Given exercise: Copy each of the following items word for word.
┄┄┄┄┄┄
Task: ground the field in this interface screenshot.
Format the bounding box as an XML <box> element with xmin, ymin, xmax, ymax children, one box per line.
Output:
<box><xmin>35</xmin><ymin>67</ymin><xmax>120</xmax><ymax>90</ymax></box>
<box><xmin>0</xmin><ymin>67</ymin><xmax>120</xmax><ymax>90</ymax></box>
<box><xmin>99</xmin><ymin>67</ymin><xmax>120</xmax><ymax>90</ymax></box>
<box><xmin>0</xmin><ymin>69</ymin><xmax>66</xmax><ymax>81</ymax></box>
┄┄┄┄┄┄
Solution to the problem:
Task: ground the field in this interface screenshot.
Format the bounding box as an XML <box> element with xmin, ymin, xmax, ymax children, one box per line.
Output:
<box><xmin>35</xmin><ymin>67</ymin><xmax>120</xmax><ymax>90</ymax></box>
<box><xmin>0</xmin><ymin>67</ymin><xmax>120</xmax><ymax>90</ymax></box>
<box><xmin>99</xmin><ymin>67</ymin><xmax>120</xmax><ymax>90</ymax></box>
<box><xmin>0</xmin><ymin>69</ymin><xmax>66</xmax><ymax>81</ymax></box>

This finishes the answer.